Input material -

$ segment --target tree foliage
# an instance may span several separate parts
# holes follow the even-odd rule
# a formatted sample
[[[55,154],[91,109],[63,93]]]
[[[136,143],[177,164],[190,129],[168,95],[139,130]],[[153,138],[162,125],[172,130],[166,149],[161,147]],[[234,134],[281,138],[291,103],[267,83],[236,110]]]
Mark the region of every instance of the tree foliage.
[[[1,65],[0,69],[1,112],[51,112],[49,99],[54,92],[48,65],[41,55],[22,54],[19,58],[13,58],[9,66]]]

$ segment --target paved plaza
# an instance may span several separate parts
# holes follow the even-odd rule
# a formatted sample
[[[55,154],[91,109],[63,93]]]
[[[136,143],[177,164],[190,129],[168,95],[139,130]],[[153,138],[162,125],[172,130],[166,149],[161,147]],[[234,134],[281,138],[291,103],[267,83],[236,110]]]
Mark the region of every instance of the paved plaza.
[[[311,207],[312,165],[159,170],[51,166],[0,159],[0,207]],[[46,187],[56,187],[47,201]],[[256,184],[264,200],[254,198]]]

==

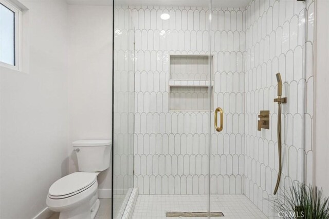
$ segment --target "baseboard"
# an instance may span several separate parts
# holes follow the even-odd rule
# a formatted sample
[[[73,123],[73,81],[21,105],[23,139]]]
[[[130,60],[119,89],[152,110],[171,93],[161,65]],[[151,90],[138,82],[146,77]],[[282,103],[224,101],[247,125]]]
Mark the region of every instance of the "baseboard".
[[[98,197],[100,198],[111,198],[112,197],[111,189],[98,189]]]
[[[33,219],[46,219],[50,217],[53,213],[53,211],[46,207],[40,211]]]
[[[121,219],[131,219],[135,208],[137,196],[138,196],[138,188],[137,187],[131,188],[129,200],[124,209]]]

To be done - Give only the number of lines in the records above that contain the word "every".

Written response - 3